■ Data shown
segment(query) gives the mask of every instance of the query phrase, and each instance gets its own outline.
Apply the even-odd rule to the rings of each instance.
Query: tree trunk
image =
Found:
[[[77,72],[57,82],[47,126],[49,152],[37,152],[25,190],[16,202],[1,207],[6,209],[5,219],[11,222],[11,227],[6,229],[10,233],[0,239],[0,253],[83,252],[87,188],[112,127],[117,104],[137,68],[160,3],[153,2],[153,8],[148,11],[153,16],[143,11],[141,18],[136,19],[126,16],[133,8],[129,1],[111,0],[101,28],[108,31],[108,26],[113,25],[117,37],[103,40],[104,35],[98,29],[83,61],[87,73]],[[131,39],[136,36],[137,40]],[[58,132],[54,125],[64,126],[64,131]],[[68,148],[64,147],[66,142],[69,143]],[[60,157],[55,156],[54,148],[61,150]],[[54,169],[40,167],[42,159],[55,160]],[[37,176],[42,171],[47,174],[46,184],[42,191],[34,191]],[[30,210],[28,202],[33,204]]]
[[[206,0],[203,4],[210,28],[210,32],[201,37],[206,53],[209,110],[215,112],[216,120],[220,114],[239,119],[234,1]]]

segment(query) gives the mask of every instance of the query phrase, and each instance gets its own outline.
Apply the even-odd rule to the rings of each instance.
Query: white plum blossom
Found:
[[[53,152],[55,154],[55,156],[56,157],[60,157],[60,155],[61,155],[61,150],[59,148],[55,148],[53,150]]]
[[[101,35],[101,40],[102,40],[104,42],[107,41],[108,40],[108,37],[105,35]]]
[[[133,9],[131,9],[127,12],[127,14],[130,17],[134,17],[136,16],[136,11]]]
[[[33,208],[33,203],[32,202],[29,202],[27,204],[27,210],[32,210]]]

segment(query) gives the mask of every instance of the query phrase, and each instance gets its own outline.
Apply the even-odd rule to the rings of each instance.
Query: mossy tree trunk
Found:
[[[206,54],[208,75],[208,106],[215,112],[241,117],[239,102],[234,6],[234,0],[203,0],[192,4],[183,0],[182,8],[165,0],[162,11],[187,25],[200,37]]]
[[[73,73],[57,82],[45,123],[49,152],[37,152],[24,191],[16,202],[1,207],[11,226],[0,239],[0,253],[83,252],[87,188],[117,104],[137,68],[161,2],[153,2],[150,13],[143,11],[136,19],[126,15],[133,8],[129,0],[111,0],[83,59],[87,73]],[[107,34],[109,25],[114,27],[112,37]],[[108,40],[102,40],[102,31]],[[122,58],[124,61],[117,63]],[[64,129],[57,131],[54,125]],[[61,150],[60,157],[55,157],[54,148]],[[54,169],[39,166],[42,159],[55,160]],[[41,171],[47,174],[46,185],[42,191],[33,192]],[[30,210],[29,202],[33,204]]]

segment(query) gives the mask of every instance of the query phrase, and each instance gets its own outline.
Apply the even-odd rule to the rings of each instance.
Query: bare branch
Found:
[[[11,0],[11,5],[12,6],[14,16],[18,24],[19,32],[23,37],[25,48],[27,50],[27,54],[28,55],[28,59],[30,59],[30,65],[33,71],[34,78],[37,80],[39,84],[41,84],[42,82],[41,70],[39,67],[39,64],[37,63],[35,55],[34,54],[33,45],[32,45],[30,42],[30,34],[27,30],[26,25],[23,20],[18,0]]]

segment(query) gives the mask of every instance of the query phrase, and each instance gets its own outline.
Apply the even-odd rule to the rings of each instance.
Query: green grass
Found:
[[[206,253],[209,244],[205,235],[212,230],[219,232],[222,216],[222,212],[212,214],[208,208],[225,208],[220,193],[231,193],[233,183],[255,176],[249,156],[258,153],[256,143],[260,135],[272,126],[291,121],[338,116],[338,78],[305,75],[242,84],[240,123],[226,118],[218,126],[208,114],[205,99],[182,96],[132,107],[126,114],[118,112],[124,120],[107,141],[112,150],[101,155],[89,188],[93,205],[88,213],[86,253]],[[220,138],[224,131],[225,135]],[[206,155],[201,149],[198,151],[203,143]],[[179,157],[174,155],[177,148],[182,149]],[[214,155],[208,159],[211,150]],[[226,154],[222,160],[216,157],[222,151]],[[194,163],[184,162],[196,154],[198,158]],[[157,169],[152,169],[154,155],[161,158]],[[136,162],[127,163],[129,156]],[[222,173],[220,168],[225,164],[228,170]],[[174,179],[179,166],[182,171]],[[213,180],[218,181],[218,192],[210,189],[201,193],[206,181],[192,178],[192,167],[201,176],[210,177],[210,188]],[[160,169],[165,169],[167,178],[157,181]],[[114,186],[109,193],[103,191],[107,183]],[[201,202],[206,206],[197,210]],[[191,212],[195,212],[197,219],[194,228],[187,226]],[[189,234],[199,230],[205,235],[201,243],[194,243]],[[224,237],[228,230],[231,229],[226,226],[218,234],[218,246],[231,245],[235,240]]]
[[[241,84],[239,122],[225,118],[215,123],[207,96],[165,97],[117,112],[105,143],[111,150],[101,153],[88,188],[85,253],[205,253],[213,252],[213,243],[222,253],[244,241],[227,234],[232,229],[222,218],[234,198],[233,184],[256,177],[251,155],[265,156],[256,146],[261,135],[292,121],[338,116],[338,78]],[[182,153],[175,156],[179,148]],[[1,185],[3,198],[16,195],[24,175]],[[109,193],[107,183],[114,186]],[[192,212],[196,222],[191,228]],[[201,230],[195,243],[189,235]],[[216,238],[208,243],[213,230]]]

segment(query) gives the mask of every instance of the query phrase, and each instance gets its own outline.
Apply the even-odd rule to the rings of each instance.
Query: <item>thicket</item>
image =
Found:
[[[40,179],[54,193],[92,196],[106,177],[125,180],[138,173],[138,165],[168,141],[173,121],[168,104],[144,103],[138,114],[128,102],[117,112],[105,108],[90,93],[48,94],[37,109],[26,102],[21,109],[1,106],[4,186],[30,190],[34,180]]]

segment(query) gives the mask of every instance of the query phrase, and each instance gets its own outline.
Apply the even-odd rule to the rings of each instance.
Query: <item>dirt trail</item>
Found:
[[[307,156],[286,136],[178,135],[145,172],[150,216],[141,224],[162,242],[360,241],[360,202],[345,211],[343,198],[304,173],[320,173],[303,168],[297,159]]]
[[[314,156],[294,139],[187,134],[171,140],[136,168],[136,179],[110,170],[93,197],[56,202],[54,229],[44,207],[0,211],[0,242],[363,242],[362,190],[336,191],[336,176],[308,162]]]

■ What you should do
Restate all of the entries exactly, please.

■ The answer
segment(query) gives the mask of every instance of the query phrase, and each instance gets its own outline.
Apply the even-odd rule to the rings of each instance.
Query: tree trunk
image =
Found:
[[[77,72],[57,82],[47,126],[49,152],[37,152],[25,190],[16,202],[1,207],[6,209],[5,219],[11,222],[11,227],[6,229],[10,233],[0,239],[0,253],[83,252],[87,188],[112,127],[117,104],[137,68],[160,3],[153,2],[153,8],[148,11],[153,16],[143,11],[141,18],[136,19],[126,16],[133,8],[129,1],[111,0],[101,28],[108,31],[108,26],[113,25],[117,37],[103,40],[104,35],[98,29],[83,61],[87,73]],[[131,39],[136,36],[137,40]],[[58,132],[54,125],[64,126],[64,131]],[[68,148],[64,147],[66,142],[69,143]],[[60,157],[55,156],[54,148],[61,150]],[[54,169],[40,167],[42,159],[55,160]],[[37,176],[42,171],[47,174],[46,184],[42,191],[34,191]],[[30,210],[28,202],[33,204]]]
[[[206,0],[203,4],[210,28],[210,32],[201,37],[206,53],[209,110],[215,112],[216,120],[220,114],[239,119],[234,1]]]

segment(query) gives the mask of every instance of the query phrase, and each instance gets its own outline.
Apply the even-odd rule to the rings of each instance.
Query: white plum blossom
Found:
[[[53,152],[55,154],[55,156],[56,157],[60,157],[60,155],[61,155],[61,150],[59,148],[55,148],[53,150]]]
[[[101,35],[101,40],[102,40],[104,42],[107,41],[108,40],[108,37],[105,35]]]
[[[133,9],[131,9],[127,12],[127,14],[130,17],[134,17],[136,16],[136,11]]]
[[[33,208],[33,203],[32,202],[29,202],[27,204],[27,210],[32,210]]]

segment(query) gives the mask of every instance of the query phrase, and each instance gets its own outline.
Apply the even-odd rule to the rings of each instance.
Query: mossy tree trunk
Found:
[[[206,54],[208,75],[208,106],[215,112],[241,117],[239,102],[234,6],[234,0],[203,0],[192,4],[183,0],[182,8],[165,0],[162,11],[187,25],[200,37]]]
[[[73,73],[57,82],[45,123],[49,152],[37,152],[24,191],[16,202],[1,207],[11,226],[0,239],[0,253],[83,252],[87,188],[117,104],[137,68],[161,2],[153,2],[150,13],[143,11],[136,19],[126,15],[133,8],[129,0],[111,0],[83,59],[87,73]],[[107,34],[109,25],[114,27],[112,37]],[[108,40],[102,40],[102,31]],[[122,58],[124,61],[117,63]],[[64,129],[57,131],[54,125]],[[61,150],[60,157],[55,157],[54,148]],[[54,169],[39,166],[42,159],[55,160]],[[41,171],[47,174],[46,185],[42,191],[33,192]],[[30,210],[29,202],[33,204]]]

segment(query) gives the mask of every instance of the query phrase, and each instance gets its own outline.
Apply the even-odd rule to the rings of each instance.
Query: bare branch
Found:
[[[11,0],[11,5],[12,6],[14,16],[18,24],[19,32],[23,37],[25,48],[27,50],[27,54],[28,55],[28,59],[30,59],[30,65],[33,71],[34,78],[37,80],[39,84],[41,84],[42,82],[41,70],[39,67],[39,64],[37,63],[35,55],[34,54],[33,45],[32,45],[30,42],[30,34],[27,30],[26,25],[23,20],[18,0]]]

segment(query) gives the mask of every instance of the query phrase, and each instance gets its own outline.
Apply the even-odd rule to the rings of each instance.
Query: green grass
Found:
[[[206,253],[209,244],[205,235],[212,230],[219,232],[222,216],[222,212],[212,214],[208,208],[225,208],[220,193],[231,193],[233,183],[255,176],[249,156],[258,153],[256,143],[260,135],[272,126],[291,121],[338,116],[338,78],[305,75],[242,84],[240,123],[226,118],[218,126],[208,114],[205,99],[182,96],[132,107],[126,114],[118,112],[124,120],[107,141],[112,150],[101,155],[89,188],[93,205],[88,213],[86,253]],[[220,138],[224,131],[225,135]],[[206,155],[201,149],[198,151],[203,143]],[[179,157],[174,155],[177,148],[182,149]],[[214,155],[208,159],[211,150]],[[226,154],[222,160],[216,157],[222,151]],[[194,163],[184,162],[196,154],[198,158]],[[157,169],[152,169],[154,155],[161,158]],[[136,162],[127,163],[129,156]],[[222,173],[220,168],[225,164],[228,170]],[[174,179],[179,166],[182,171]],[[213,180],[218,181],[218,192],[210,189],[201,193],[206,181],[192,178],[192,167],[201,176],[210,177],[210,188]],[[160,169],[165,169],[167,178],[157,181]],[[114,186],[109,193],[103,191],[107,183]],[[201,202],[206,206],[197,210]],[[191,212],[195,212],[197,219],[194,228],[187,226]],[[189,234],[199,230],[205,235],[201,243],[194,243]],[[224,237],[228,230],[231,229],[226,226],[218,234],[218,246],[231,245],[235,240]]]
[[[241,84],[239,122],[225,118],[215,123],[207,96],[165,97],[117,112],[105,143],[111,150],[101,153],[88,188],[85,253],[205,253],[213,252],[213,243],[222,253],[244,241],[227,234],[232,229],[222,218],[234,198],[233,184],[256,177],[251,155],[265,156],[256,146],[261,135],[292,121],[338,116],[338,78]],[[182,153],[175,156],[179,148]],[[1,185],[3,198],[16,195],[24,175]],[[109,193],[107,183],[114,186]],[[192,212],[196,222],[191,228]],[[201,230],[195,243],[189,235]],[[216,238],[208,243],[213,230]]]

segment(query) gives the mask of every instance of the query phrase, and each instance gets its own outline.
Apply the even-odd rule to the rings of each instance.
Query: <item>thicket</item>
image =
Found:
[[[40,179],[54,193],[92,196],[106,177],[125,180],[138,173],[138,165],[168,141],[173,121],[168,104],[144,103],[138,114],[128,102],[117,112],[105,108],[90,93],[48,94],[37,109],[26,102],[21,109],[1,106],[4,186],[30,190],[34,180]]]

segment(query) gives the mask of every instance of the query phrase, and each instance gets its own outline.
Apply the even-odd rule to the rings of each instance.
Query: <item>dirt trail</item>
Found:
[[[307,156],[286,136],[178,135],[145,172],[150,216],[141,224],[162,242],[360,241],[360,202],[345,211],[343,198],[304,173],[320,173],[303,168],[297,159]]]
[[[314,156],[294,139],[187,134],[171,140],[136,168],[136,179],[110,170],[93,197],[56,202],[54,229],[44,207],[0,211],[0,242],[363,242],[362,190],[336,191],[336,176],[308,162]]]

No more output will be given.